» What you should do:
Produce an exact transcription of every entry.

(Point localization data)
----------

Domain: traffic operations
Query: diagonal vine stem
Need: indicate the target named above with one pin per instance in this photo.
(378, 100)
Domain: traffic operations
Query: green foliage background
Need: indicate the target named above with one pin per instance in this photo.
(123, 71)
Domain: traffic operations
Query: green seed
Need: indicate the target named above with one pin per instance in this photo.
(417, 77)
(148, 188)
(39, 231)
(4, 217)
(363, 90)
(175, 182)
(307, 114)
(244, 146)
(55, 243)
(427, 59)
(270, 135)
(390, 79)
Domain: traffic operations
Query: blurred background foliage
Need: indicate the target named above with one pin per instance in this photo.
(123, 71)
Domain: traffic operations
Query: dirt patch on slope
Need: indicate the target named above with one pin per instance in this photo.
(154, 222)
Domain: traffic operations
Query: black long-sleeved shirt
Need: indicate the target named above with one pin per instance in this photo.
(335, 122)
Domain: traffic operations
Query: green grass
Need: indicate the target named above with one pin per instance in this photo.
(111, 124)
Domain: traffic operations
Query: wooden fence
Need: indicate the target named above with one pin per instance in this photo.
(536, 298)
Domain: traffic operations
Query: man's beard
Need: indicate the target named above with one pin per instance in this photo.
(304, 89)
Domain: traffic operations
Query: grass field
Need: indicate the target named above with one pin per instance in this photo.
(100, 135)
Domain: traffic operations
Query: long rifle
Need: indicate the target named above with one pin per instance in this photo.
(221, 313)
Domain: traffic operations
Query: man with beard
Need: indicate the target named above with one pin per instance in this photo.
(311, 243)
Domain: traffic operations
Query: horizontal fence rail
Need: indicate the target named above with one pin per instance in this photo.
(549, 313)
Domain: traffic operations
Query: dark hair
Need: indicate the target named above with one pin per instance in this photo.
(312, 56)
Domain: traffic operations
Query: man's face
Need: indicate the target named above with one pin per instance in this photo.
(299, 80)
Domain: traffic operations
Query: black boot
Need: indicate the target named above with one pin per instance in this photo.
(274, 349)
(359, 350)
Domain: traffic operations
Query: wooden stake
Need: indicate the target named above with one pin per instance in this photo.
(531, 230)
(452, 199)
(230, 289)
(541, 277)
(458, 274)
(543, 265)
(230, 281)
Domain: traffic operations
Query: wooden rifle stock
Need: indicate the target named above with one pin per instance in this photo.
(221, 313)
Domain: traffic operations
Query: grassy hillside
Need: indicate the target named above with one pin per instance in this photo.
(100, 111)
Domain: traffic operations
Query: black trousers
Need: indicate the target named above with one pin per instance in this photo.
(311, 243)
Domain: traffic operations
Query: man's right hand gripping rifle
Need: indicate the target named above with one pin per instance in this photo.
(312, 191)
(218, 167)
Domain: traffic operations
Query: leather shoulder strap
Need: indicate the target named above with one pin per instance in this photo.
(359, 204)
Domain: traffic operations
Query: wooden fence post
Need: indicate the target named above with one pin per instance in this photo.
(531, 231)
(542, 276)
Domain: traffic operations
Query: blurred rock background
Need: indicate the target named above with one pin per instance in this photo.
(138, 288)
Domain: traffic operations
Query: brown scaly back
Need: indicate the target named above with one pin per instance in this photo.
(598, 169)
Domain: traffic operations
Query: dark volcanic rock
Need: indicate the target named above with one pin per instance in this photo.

----------

» Exercise output:
Domain: traffic operations
Query: diagonal vine stem
Need: indicate the target named above with one pin per instance in this photo.
(378, 100)
Domain: traffic operations
Query: green foliage background
Need: indicate the target named above with one pin per instance in this photo.
(123, 71)
Domain: traffic operations
Query: green seed
Need: indicate the target named above with one pin per instance in this photo.
(417, 77)
(148, 188)
(39, 231)
(4, 217)
(363, 90)
(175, 182)
(307, 114)
(244, 146)
(55, 243)
(427, 59)
(270, 135)
(390, 79)
Domain: traffic operations
Query: blurred background foliage
Need: indicate the target named above with one pin per instance in this photo.
(123, 71)
Domain: traffic operations
Query: dirt patch on slope
Need: indicate the target named above with one pin per instance in this photo.
(154, 222)
Domain: traffic operations
Query: black long-sleeved shirt
Need: indicate the target named above with one pin per instance in this photo.
(335, 122)
Domain: traffic operations
Query: green grass
Need: indicate the target named above with one pin per instance in this photo.
(111, 124)
Domain: traffic operations
Query: wooden fence
Need: indicate the target named above with one pin per instance in this photo.
(536, 298)
Domain: traffic operations
Query: man's beard
Need: indicate the target named above with one pin per instance in this photo.
(304, 89)
Domain: traffic operations
Query: grass field
Need: indicate the target named above with one pin per instance in this photo.
(100, 135)
Domain: traffic operations
Query: long rifle
Need: indicate the target named above with one pin per instance in this photo.
(221, 313)
Domain: traffic operations
Query: man with beard
Need: indicate the target named above with one pin per instance in this photo.
(311, 243)
Domain: traffic operations
Query: horizontal fence rail
Need: indicate the target named above with one pin per instance in this photo.
(549, 313)
Domain: traffic operations
Query: dark hair
Need: indicate the target named above with one pin per instance in this photo.
(312, 56)
Domain: traffic operations
Query: man's face
Need: indicate the target named above with one pin per instance in this photo.
(299, 80)
Domain: traffic operations
Query: black boot
Need: indicate the target named above with one pin per instance in this photo.
(274, 349)
(359, 350)
Domain: traffic operations
Query: wooden stake
Need: indicate the target named above with one pin per instance in this photo.
(531, 230)
(452, 199)
(230, 289)
(541, 277)
(458, 274)
(543, 265)
(230, 281)
Domain: traffic operations
Query: wooden rifle stock
Need: indicate the target named above with one pin per instance in this photo.
(221, 313)
Domain: traffic operations
Query: grassy hillside
Need: indicate the target named above with one pin per instance in this photo.
(100, 111)
Domain: traffic operations
Query: black trousers
Need: indicate the target named above with one pin per instance in this photo.
(311, 243)
Domain: traffic operations
Query: man's right hand gripping rifle
Need: indicate the target named above with one pin per instance in this photo.
(312, 191)
(218, 167)
Domain: traffic operations
Query: leather shoulder strap
Need: indicate the target named above with one pin per instance in this photo.
(359, 204)
Domain: traffic operations
Query: wooden fence post
Need: indicate the target named above with one pin per instance in this photo.
(531, 231)
(542, 276)
Domain: traffic operations
Query: blurred rock background
Need: indicate the target named above with one pin per instance in this photo.
(138, 288)
Domain: traffic operations
Query: brown scaly back
Need: indicate the target named above with one pin per instance in this photo.
(598, 169)
Domain: traffic operations
Query: dark volcanic rock
Need: indicate the target named above with one pin per instance in this photo.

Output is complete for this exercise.